The requested output is every line from the one with "Give the mask of every instance of the **green" through the last line below, printed exactly.

□ □ □

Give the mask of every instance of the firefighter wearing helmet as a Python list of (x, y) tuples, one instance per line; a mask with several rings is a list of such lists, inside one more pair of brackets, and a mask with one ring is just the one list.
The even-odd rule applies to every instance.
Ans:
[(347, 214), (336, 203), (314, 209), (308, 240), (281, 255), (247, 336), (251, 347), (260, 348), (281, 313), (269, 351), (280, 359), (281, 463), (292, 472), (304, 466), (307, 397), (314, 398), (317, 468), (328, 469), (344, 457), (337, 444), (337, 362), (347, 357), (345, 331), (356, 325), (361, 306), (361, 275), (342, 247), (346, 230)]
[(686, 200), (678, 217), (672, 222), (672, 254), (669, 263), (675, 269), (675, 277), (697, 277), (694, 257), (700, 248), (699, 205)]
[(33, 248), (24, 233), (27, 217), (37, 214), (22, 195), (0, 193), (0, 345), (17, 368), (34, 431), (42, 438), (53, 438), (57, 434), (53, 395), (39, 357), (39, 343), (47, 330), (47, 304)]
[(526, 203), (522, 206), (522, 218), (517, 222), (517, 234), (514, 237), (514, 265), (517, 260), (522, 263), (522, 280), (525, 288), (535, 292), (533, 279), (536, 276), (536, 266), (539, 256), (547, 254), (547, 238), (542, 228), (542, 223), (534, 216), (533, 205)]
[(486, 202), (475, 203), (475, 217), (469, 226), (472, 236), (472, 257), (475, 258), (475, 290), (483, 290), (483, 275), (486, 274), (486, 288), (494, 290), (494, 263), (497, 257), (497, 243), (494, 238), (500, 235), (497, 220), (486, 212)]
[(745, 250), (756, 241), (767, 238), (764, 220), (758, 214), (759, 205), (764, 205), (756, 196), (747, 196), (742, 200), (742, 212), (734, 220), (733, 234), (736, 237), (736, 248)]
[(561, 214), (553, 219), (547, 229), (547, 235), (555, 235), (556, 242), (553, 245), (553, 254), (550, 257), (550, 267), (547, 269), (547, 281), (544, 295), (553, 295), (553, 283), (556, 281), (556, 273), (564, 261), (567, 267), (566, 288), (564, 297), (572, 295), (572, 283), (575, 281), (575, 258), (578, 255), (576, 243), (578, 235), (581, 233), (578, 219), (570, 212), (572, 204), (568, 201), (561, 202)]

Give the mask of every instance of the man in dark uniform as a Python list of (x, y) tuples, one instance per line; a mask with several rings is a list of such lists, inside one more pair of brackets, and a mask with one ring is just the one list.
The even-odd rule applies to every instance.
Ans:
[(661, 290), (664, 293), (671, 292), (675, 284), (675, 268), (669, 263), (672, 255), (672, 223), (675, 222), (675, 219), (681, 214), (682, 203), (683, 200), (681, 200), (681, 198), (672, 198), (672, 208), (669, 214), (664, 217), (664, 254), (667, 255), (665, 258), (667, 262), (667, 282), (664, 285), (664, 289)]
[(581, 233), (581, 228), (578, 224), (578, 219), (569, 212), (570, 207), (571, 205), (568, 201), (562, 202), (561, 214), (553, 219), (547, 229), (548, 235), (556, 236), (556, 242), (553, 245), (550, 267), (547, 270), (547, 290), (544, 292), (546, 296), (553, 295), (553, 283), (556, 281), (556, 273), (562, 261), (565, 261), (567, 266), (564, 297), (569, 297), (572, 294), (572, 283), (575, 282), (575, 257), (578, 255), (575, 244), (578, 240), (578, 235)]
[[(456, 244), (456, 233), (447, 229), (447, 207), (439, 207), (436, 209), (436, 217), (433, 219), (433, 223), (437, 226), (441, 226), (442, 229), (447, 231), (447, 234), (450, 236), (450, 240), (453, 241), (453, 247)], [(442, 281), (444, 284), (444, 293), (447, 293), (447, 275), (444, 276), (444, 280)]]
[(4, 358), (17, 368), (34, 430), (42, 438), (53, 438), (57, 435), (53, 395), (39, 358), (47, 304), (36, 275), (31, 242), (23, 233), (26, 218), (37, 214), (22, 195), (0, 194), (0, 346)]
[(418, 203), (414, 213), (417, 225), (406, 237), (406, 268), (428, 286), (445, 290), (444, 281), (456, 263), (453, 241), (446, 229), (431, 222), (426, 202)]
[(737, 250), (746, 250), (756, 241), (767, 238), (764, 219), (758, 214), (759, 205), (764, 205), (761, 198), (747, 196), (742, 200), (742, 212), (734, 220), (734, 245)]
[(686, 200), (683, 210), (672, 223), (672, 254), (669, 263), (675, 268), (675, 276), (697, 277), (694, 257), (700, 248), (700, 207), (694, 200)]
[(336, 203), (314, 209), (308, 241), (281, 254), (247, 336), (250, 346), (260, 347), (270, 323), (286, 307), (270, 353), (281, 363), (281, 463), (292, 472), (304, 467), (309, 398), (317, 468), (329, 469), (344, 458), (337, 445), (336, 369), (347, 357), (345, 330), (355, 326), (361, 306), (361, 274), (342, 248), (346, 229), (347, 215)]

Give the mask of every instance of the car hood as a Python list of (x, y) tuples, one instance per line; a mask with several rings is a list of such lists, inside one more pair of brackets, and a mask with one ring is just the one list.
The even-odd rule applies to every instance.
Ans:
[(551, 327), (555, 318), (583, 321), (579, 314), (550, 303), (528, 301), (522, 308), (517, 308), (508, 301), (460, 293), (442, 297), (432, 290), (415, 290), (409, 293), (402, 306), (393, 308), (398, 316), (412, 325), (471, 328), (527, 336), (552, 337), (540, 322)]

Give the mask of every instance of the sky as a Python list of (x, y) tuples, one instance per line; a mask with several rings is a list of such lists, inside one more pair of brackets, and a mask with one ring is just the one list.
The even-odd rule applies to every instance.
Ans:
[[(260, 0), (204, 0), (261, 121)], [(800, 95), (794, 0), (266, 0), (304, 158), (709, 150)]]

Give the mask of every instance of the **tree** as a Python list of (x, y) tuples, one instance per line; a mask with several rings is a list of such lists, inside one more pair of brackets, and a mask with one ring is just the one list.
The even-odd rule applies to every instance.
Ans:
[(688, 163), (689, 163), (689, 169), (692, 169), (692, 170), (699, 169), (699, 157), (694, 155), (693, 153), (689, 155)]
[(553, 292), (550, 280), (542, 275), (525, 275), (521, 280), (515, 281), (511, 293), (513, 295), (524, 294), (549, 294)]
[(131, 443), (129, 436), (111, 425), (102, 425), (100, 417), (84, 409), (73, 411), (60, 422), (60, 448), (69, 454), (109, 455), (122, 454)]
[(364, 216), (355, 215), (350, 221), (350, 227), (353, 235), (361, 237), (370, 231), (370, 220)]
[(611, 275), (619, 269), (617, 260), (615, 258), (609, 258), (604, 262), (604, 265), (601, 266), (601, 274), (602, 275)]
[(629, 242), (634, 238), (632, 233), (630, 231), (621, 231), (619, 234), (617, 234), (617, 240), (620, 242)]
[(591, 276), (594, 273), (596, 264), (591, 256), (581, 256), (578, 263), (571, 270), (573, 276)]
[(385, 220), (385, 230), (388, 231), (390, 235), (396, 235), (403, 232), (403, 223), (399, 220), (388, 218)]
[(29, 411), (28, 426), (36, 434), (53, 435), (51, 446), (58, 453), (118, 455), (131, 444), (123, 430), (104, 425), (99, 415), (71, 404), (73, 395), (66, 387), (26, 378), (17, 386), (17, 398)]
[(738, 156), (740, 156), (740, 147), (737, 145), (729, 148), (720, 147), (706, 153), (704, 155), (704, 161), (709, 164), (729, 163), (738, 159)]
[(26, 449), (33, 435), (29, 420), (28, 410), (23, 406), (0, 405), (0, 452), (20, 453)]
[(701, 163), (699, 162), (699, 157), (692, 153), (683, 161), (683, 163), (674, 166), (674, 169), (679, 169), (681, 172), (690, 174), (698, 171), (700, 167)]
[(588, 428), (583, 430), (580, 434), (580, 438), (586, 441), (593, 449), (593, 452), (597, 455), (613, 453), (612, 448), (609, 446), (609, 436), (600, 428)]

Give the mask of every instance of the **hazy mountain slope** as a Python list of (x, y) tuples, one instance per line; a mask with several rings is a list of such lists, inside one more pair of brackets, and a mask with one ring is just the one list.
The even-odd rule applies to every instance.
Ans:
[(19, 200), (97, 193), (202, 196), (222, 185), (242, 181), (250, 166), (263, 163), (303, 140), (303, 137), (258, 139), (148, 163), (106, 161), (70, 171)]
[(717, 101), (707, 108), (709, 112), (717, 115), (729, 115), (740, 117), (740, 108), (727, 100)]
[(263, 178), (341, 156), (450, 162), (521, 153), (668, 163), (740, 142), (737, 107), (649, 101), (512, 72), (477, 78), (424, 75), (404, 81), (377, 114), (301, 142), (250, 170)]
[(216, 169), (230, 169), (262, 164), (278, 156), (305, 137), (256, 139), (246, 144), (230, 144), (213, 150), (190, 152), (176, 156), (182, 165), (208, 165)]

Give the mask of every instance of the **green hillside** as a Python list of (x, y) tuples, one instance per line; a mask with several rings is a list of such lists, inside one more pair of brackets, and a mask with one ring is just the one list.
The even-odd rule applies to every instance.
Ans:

□ □ □

### YOUR RESPONSE
Give the mask of every instance of the **green hillside** as a Python list of (x, y) tuples, one instance per line; a mask with several rings is a list of such lists, inside one more pair of brackets, and a mask with one ring is just the one list.
The even-odd rule applies to every instance.
Ans:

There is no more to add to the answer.